MGnify genome analysis pipeline
MGnify CWL pipeline to characterize a set of isolate or metagenome-assembled genomes (MAGs) using the workflow described in the following publication:
A Almeida, S Nayfach, M Boland, F Strozzi, M Beracochea, ZJ Shi, KS Pollard, E Sakharova, DH Parks, P Hugenholtz, N Segata, NC Kyrpides and RD Finn. (2020) A unified catalog of 204,938 reference genomes from the human gut microbiome. Nature Biotechnol. doi: https://doi.org/10.1038/s41587-020-0603-3
Clone repo
git clone https://github.com/EBI-Metagenomics/genomes-pipeline.git
cd genomes-pipeline
Installation with Docker
- Install all necessary tools (better use separate env):
- cwltool (tested v1.0.2) or toil
- Docker or Singularity
- conda
- Add python scripts to PATH
export PATH=${PATH}:docker/python3_scripts:docker/genomes-catalog-update/scripts
All dockers were pushed on DockerHub. If you want to re-build dockers:
cd docker
bash build.sh
Installation without Docker
- Install the necessary dependencies:
- cwltool (tested v1.0.2) or toil
- R (tested v3.5.2). Packages: reshape2, fastcluster, optparse, data.table and ape.
- Python v3.6+
- Perl
- CheckM (tested v1.0.11)

→ **DATA FOR ANALYSIS**:
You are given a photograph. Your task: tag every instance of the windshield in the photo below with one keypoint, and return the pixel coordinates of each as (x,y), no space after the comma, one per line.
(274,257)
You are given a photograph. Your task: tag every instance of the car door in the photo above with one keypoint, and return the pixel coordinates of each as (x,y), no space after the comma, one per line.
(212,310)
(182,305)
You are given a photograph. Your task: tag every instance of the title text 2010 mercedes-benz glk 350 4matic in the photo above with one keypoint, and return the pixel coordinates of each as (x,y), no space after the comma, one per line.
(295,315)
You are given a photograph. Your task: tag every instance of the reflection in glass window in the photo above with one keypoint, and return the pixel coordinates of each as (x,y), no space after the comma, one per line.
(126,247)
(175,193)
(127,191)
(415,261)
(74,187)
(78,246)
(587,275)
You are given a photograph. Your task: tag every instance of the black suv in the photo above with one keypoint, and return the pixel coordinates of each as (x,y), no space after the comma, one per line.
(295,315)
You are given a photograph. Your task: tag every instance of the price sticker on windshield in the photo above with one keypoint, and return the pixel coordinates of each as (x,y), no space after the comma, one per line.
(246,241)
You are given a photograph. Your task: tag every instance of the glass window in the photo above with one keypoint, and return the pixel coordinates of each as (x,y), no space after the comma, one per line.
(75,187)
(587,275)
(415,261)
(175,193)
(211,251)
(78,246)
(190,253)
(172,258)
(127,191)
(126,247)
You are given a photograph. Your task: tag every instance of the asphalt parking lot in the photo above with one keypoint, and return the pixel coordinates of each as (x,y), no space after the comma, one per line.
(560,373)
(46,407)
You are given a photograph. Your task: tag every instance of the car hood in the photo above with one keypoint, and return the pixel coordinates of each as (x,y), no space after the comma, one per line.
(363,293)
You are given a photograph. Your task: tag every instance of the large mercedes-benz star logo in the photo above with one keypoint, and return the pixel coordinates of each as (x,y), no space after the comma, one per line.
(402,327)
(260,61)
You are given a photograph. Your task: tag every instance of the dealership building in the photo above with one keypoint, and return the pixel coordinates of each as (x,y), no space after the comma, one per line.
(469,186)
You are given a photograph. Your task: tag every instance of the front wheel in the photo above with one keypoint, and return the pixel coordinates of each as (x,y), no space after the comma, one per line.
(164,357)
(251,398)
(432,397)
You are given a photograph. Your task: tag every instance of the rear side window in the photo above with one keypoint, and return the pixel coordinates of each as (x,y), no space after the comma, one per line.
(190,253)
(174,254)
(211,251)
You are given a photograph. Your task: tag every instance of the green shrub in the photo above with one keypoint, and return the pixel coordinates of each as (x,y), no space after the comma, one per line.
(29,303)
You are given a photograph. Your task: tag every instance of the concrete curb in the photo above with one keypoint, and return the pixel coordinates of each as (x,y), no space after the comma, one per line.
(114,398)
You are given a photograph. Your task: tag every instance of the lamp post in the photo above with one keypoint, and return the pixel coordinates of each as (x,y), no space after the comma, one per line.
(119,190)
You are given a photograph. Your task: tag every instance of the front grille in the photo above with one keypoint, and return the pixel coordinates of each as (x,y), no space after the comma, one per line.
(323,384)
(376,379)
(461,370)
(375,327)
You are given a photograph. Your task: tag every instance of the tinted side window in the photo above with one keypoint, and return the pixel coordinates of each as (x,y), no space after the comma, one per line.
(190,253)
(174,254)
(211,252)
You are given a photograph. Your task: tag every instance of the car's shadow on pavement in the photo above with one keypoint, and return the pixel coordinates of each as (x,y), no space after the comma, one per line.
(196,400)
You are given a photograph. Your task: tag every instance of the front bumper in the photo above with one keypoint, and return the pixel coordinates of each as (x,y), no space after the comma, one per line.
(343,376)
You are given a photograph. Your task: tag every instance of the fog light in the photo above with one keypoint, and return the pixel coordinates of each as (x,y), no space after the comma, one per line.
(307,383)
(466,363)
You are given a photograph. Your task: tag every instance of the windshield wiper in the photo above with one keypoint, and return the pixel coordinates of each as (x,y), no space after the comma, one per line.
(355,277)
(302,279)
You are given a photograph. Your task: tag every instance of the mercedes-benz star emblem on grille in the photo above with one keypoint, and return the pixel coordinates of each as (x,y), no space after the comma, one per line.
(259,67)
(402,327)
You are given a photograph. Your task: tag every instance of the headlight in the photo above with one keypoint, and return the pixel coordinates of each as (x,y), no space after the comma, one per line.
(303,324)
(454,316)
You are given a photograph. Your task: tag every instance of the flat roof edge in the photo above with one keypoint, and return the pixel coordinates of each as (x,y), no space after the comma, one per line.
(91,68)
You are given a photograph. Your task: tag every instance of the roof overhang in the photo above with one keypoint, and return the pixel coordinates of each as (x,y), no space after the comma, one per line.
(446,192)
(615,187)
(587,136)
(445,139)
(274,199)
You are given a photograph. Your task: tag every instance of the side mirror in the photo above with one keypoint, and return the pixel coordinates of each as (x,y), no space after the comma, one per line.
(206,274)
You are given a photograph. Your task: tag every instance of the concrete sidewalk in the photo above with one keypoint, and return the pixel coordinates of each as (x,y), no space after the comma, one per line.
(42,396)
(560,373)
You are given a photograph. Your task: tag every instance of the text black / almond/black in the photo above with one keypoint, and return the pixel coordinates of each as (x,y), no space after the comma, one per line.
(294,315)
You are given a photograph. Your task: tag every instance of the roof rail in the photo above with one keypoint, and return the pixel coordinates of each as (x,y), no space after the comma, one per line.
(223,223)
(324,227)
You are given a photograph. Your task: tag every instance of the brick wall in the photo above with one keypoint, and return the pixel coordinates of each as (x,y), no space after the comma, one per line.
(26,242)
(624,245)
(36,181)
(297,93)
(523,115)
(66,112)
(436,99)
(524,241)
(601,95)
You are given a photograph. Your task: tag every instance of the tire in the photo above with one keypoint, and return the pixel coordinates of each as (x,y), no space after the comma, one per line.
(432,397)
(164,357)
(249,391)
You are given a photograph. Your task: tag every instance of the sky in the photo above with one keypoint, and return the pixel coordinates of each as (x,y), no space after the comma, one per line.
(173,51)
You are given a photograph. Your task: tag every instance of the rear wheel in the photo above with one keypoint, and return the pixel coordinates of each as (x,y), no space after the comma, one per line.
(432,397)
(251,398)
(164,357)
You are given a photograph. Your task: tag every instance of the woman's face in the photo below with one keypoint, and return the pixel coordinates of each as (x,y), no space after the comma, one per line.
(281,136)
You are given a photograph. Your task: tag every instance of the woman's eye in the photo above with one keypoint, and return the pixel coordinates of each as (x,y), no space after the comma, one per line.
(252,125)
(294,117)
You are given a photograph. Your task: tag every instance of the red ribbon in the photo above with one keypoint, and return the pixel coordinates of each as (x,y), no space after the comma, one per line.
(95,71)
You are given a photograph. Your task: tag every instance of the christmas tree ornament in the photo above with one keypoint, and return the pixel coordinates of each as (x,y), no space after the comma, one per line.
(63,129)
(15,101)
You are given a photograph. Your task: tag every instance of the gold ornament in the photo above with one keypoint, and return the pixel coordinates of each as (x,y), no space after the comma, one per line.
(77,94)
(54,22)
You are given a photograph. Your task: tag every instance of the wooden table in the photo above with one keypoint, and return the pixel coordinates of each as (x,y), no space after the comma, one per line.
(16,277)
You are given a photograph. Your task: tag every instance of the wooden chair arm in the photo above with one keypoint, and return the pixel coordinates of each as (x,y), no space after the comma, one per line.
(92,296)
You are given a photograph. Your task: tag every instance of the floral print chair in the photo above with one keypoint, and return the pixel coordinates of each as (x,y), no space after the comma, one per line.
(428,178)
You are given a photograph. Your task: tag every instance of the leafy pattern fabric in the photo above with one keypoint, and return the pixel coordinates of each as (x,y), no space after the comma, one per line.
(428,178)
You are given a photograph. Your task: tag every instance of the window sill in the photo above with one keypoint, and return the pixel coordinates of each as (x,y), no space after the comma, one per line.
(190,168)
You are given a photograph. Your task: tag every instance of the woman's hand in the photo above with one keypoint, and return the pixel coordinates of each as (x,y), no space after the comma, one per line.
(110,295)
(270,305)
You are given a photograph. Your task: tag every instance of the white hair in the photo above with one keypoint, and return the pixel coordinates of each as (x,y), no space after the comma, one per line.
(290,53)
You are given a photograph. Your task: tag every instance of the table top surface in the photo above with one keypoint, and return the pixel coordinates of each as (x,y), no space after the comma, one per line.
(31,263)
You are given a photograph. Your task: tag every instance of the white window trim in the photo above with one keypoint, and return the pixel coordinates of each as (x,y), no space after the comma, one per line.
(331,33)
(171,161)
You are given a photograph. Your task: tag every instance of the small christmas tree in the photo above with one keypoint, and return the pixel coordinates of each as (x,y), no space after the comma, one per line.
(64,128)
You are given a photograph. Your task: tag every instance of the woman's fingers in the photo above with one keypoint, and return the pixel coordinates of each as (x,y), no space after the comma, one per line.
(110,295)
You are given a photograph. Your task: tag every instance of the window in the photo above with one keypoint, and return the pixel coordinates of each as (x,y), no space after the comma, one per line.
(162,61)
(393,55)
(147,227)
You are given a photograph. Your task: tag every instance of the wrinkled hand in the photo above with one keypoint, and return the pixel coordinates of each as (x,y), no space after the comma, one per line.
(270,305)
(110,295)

→ **WHAT IS REQUIRED**:
In the pipeline page, which version of CheckM was tested for installation without Docker?

→ **RESPONSE BOX**:
v1.0.11